> **GOAL**
Give back every line of the listing below unchanged, leaving out the pictures.

> **DATA TO PROCESS**
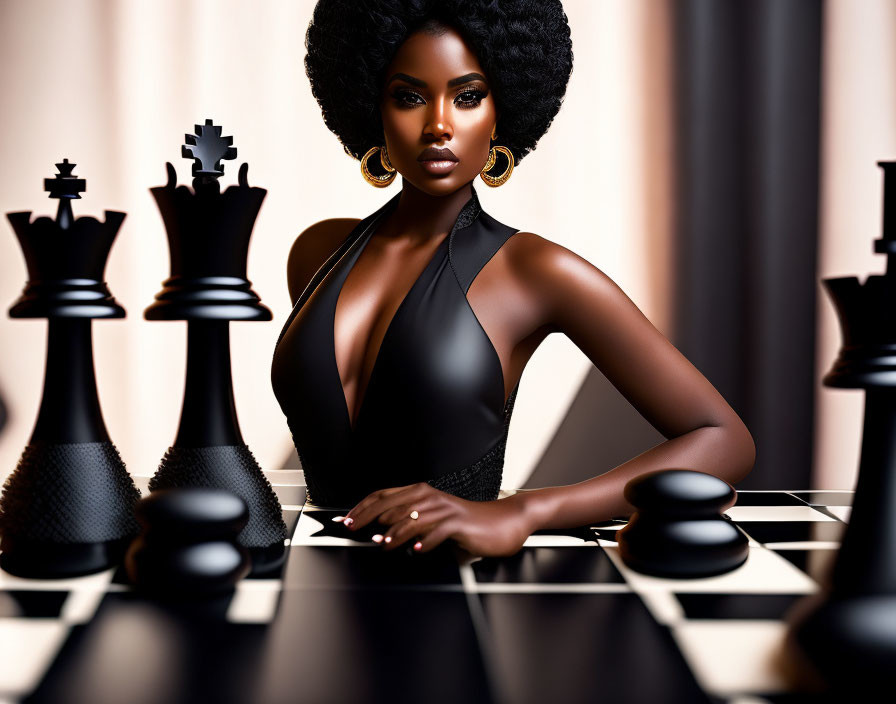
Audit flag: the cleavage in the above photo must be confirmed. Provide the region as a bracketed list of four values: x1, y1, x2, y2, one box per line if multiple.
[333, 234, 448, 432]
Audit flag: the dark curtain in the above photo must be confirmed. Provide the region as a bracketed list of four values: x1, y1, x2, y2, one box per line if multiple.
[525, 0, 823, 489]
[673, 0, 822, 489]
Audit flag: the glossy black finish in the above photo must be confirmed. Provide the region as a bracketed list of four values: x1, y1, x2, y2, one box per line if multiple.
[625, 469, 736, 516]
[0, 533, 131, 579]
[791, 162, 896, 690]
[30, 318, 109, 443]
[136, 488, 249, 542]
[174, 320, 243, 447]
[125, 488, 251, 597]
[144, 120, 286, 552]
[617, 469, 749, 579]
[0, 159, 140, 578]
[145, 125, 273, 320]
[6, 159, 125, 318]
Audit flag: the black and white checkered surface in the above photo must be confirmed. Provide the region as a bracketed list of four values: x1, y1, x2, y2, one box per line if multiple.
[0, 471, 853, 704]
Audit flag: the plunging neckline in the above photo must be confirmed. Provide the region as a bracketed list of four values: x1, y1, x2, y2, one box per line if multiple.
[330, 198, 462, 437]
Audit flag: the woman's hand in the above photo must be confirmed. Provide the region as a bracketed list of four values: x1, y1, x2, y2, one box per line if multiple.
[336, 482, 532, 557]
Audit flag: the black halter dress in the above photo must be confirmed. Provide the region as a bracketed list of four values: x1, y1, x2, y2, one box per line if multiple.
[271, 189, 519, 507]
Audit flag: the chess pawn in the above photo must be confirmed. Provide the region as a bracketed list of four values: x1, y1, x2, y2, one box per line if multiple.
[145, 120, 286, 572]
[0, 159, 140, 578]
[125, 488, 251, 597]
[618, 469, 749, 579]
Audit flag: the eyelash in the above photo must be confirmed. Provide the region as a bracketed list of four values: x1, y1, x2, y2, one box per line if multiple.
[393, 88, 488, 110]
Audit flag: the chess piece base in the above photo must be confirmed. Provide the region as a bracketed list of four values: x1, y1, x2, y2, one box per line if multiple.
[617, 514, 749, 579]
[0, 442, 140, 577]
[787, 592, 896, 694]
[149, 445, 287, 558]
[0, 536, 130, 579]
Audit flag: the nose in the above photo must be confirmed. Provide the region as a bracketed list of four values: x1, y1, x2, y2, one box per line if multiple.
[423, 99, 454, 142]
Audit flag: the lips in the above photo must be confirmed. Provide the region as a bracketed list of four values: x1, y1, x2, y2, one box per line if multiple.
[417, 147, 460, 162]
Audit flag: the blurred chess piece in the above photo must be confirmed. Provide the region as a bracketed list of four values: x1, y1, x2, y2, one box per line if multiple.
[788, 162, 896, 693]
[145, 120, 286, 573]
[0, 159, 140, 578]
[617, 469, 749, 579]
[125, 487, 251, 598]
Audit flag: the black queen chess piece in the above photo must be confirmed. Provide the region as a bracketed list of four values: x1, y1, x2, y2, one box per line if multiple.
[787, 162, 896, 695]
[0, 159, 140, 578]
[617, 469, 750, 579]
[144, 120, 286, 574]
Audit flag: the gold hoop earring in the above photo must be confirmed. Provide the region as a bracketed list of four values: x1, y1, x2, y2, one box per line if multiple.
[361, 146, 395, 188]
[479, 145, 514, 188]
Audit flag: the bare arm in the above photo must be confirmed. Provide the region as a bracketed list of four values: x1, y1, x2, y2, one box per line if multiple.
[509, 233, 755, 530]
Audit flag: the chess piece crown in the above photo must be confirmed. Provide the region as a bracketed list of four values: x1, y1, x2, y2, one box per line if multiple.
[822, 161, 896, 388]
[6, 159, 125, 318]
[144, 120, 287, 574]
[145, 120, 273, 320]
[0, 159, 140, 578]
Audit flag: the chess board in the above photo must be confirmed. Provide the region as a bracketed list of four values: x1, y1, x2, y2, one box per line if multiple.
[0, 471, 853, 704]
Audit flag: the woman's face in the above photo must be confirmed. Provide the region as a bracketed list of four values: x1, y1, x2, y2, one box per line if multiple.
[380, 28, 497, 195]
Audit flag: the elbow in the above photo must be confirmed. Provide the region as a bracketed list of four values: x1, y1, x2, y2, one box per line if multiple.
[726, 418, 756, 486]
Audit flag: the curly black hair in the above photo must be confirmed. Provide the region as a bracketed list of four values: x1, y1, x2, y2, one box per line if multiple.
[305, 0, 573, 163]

> **EXPECTED OUTPUT**
Audit flag: the cleavage in the above photo must be confirmed. Provide the region as a bracketed list of four values: x1, y1, x2, y2, one box per line if multiple.
[333, 234, 448, 432]
Audit flag: the dark curtain in the above photo must be confirmed. Provide the region as a bracketed list of four values: x1, y1, x2, y2, one box per line if multiple.
[525, 0, 823, 489]
[673, 0, 822, 489]
Audit flag: the glossy black finish in the above photo must be confirmed. Provide the region as a bracketed list of four values: x1, y1, x2, y2, one box per line if multiple.
[625, 469, 736, 516]
[0, 533, 131, 579]
[791, 162, 896, 690]
[30, 318, 109, 443]
[136, 488, 249, 542]
[174, 320, 243, 447]
[125, 488, 251, 597]
[144, 120, 286, 552]
[617, 469, 749, 579]
[0, 159, 140, 578]
[145, 125, 273, 320]
[6, 159, 125, 318]
Audit flag: the black and white checkered surface in the above photo must be confirmed. Provide the region as a bracketed list of four values: x1, y1, x2, y2, one box per line if multiple.
[0, 471, 853, 704]
Audit flag: the plunging neckline in the above photo must be confirmed. Provide the region as a bracketed list of four values: x1, y1, x2, y2, one box per line if multiple.
[330, 198, 462, 437]
Audit flag: the woman's hand in the above photo must be confirmed. Provide the region as a bracketed list of four values: x1, y1, x2, y2, one box per line if multiple.
[336, 482, 532, 557]
Audit flag: the black halter dress in the above photo must be confirmed. Provide the region as a bracketed list of four values: x1, y1, x2, y2, one box per line if multiple.
[271, 189, 519, 507]
Audit flag: the chess pawn in the above photo must be confirmed. Provide the region as a bracketed list of four values: x1, y1, x2, y2, one box per line if multiple.
[145, 120, 286, 572]
[0, 159, 140, 578]
[125, 488, 251, 597]
[618, 469, 749, 579]
Audit flag: the eyelash in the above photo must be confirmed. Provide the region as a bracketed list of four values: x1, y1, x2, y2, one box per line if multiple.
[393, 88, 488, 110]
Audit flag: the chess piece base in the above photo must be confirmed. Provide the region as a bracketed list of four values: x1, y1, x2, y2, one box per line if multiple.
[617, 514, 749, 579]
[0, 442, 140, 577]
[787, 592, 896, 694]
[149, 445, 287, 558]
[0, 536, 130, 579]
Audit flag: the nose in the above photo must be confirmed. Provide the region as a bracketed list of four values: x1, y1, x2, y2, one box per line if multiple.
[423, 99, 454, 142]
Audit flag: the lips in the above photo must be confirmed. Provide the region as a bracketed list of four values: x1, y1, x2, y2, one box per line if multiple.
[417, 147, 460, 162]
Audit flag: the blurred chess piece in the above photo must be confirmed. Provide the region as a bracketed list of four values: x1, y1, x2, y2, one box per line if multiple.
[788, 162, 896, 693]
[145, 120, 286, 573]
[0, 159, 140, 578]
[617, 469, 749, 579]
[125, 487, 251, 598]
Audit flag: the black queen chess piece in the above photo must be confirmed. Provide the region as a bracketed list of four values: x1, y1, x2, y2, one box per line if multiple.
[787, 162, 896, 695]
[0, 159, 140, 578]
[617, 469, 750, 579]
[144, 120, 286, 574]
Audit flag: the gold hoop earring in the above photo must be confirmed. Provide the region as a bracketed list of four values: x1, y1, x2, y2, one box per line if multiple.
[361, 146, 395, 188]
[479, 145, 514, 188]
Audit flag: the bare arm in the above photo must be confirmed. Provide the region as a bracketed list of four values: x1, y1, x2, y2, one box per line if multiple.
[509, 233, 755, 530]
Audit flag: the chess piece crown in the above photo must be confirmed. Provide the region as a bracketed list of four values: x1, y1, x2, y2, one box per line if multiple.
[822, 161, 896, 388]
[6, 159, 125, 318]
[144, 120, 287, 574]
[145, 120, 273, 320]
[0, 159, 140, 578]
Audit flag: the chess board in the above photo must be confirmed. Provide the region as a bracketed list of four values: x1, y1, x2, y2, one box per line if multiple.
[0, 471, 853, 704]
Audit flag: the woman's face in the above photo must be confirmed. Provide the region as a bracketed list of four values: x1, y1, x2, y2, one box per line if multiple.
[380, 28, 497, 195]
Audit flag: the elbow in the above photo must be confirmed. Provide the region as a bracketed list of four values: x1, y1, x2, y2, one box per line if multiple.
[726, 418, 756, 486]
Audit flag: the curly black hair in the above photo must be confirmed. Provide the region as a bracketed list of four values: x1, y1, x2, y2, one box per line if multiple.
[305, 0, 573, 163]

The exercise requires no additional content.